• **DATA**
**********

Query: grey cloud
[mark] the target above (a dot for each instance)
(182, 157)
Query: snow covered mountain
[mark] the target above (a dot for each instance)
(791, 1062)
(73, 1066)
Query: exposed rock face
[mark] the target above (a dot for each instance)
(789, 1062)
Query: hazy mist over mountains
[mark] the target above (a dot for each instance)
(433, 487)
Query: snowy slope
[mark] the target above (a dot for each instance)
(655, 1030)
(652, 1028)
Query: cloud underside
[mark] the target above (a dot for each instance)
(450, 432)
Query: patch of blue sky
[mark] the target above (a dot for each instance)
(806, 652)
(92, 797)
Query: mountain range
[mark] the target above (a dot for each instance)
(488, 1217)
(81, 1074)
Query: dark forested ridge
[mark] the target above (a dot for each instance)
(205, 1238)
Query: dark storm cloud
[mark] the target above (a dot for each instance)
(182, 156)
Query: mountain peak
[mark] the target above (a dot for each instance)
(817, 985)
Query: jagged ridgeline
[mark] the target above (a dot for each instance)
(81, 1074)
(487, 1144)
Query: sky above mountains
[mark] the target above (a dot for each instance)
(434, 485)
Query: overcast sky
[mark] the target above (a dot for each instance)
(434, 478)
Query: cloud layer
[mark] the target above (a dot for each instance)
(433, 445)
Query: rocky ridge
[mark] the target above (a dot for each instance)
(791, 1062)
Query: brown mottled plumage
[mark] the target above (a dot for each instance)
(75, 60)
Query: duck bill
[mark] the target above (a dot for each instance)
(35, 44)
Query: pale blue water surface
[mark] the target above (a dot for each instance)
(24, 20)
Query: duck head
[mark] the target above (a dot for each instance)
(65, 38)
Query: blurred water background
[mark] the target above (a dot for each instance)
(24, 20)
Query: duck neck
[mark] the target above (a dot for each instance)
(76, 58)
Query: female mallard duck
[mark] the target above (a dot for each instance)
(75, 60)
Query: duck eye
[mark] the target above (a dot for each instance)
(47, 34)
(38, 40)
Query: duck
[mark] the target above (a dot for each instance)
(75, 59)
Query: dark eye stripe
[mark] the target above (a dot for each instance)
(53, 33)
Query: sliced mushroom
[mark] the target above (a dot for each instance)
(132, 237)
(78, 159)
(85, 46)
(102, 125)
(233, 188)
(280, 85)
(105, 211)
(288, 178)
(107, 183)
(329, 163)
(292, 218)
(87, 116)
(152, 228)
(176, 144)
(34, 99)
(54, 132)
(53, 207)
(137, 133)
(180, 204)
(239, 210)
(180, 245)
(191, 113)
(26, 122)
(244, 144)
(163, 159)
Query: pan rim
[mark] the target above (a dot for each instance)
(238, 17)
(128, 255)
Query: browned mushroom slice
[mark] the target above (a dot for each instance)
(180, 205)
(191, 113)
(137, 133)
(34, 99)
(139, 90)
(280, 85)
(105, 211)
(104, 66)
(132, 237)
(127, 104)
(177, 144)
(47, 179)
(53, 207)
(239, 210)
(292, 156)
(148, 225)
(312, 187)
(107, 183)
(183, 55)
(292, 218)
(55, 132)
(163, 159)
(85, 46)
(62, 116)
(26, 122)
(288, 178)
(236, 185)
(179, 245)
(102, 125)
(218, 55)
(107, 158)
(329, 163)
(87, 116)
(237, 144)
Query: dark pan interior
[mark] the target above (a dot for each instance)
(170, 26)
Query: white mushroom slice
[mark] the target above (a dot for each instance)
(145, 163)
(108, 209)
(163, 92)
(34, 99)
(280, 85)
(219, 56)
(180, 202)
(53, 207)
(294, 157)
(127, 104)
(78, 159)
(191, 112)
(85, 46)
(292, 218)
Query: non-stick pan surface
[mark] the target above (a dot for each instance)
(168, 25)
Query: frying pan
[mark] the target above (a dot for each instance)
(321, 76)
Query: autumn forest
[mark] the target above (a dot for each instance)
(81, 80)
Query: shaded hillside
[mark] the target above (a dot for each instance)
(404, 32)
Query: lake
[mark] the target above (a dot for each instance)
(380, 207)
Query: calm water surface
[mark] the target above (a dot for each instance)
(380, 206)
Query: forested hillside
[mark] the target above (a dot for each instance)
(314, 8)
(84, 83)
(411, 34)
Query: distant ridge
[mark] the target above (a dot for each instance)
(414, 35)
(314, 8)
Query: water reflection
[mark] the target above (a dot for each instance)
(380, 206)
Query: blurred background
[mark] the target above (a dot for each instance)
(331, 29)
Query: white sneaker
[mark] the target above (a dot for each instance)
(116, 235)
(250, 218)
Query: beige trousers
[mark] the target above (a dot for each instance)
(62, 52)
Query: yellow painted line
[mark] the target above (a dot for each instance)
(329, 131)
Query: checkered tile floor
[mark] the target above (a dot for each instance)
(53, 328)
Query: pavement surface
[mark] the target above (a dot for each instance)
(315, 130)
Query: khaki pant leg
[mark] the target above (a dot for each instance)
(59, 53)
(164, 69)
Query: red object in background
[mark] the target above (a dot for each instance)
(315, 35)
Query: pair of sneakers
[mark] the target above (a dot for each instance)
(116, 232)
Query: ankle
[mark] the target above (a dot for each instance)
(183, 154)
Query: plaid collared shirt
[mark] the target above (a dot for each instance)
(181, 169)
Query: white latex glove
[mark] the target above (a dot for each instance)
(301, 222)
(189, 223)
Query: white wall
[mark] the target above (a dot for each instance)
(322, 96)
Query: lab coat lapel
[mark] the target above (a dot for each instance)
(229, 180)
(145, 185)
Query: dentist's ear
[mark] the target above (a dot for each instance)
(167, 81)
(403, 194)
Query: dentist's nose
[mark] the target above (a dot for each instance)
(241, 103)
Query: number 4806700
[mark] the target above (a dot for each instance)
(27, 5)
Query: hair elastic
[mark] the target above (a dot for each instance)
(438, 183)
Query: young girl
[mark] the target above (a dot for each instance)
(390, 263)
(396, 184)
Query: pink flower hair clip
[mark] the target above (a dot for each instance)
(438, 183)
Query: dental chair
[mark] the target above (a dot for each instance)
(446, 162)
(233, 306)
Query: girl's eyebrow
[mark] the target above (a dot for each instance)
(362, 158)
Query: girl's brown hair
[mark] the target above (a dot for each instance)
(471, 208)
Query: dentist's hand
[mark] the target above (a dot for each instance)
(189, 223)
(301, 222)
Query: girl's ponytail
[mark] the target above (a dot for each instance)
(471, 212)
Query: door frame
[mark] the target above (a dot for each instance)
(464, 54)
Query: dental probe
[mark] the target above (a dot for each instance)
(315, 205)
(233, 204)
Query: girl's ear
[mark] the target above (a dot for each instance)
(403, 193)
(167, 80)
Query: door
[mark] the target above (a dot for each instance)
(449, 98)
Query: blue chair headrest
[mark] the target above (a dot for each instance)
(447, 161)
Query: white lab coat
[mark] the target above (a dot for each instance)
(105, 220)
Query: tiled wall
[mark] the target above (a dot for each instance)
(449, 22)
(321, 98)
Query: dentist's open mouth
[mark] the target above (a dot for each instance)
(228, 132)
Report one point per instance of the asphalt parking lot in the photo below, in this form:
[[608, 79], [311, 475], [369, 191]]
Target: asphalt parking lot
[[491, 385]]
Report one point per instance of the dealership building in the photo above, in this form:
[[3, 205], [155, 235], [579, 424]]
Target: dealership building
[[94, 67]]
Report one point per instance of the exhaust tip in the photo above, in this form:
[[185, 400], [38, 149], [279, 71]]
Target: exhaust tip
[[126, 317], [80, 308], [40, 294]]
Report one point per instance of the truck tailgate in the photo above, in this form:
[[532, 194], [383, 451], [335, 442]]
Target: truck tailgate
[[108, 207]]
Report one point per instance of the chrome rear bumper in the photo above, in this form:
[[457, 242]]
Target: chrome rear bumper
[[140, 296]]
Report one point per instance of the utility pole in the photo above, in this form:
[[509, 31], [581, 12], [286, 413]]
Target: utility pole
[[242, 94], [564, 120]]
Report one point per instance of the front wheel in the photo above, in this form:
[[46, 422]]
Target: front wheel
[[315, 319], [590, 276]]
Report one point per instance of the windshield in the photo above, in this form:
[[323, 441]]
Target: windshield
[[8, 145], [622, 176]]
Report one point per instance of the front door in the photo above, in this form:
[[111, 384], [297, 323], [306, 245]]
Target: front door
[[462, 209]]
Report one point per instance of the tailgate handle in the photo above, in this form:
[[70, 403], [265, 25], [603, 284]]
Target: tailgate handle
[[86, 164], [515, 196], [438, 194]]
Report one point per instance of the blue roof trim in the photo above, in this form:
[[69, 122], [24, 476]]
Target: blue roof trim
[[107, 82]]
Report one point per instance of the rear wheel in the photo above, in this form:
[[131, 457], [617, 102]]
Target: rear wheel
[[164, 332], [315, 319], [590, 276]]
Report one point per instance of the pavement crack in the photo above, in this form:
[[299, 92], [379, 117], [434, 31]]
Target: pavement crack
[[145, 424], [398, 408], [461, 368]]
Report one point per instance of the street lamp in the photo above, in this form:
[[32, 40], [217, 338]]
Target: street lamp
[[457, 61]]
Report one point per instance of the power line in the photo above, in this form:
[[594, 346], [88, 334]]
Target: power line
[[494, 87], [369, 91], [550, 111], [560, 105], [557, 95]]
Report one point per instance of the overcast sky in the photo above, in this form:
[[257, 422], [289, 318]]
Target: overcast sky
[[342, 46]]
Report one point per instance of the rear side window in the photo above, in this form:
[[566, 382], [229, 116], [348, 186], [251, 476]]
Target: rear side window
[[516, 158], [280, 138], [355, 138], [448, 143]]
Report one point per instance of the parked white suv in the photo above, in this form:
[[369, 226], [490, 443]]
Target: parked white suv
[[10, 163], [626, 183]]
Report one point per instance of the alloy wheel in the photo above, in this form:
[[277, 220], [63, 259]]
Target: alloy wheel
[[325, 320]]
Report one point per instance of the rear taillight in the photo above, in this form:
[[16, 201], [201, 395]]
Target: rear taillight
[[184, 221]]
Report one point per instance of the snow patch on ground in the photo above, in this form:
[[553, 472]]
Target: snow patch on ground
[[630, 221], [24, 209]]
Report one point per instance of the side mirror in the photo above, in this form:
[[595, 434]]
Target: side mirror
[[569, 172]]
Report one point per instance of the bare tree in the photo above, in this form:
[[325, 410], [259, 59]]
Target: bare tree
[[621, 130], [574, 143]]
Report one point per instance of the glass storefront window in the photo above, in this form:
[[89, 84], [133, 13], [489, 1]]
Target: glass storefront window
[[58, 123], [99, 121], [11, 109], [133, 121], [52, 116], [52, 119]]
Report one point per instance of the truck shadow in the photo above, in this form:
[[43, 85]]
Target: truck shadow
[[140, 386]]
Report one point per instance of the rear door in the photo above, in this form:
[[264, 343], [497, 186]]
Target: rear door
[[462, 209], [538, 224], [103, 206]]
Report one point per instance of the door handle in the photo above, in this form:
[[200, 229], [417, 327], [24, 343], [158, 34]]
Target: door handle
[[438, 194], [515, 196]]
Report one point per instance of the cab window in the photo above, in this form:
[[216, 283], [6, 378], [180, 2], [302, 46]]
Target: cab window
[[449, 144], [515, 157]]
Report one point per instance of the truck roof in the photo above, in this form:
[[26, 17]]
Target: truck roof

**********

• **WHAT TO WORK ON**
Copy out the records word for word, from the line that contains "Report one point per instance of the truck shadow" through the line that contains "[[449, 144], [515, 157]]", keeping both of those lines.

• **WRITTEN RESPONSE**
Report one point per instance of the truck shadow in the photo above, in this form:
[[43, 85]]
Target: truck shadow
[[140, 386]]
Report one point per instance of the rear door in the photo above, in this form:
[[264, 343], [497, 186]]
Target: rear door
[[462, 209], [538, 224], [103, 206]]
Report one point per instance of the door handle in the photo above, in this form:
[[200, 229], [417, 327], [24, 343], [158, 34]]
Target: door handle
[[438, 194], [515, 196]]
Report one point per instance of the cab window in the photo above, in this form:
[[216, 283], [6, 378], [180, 2], [302, 46]]
Target: cab window
[[449, 144], [515, 157]]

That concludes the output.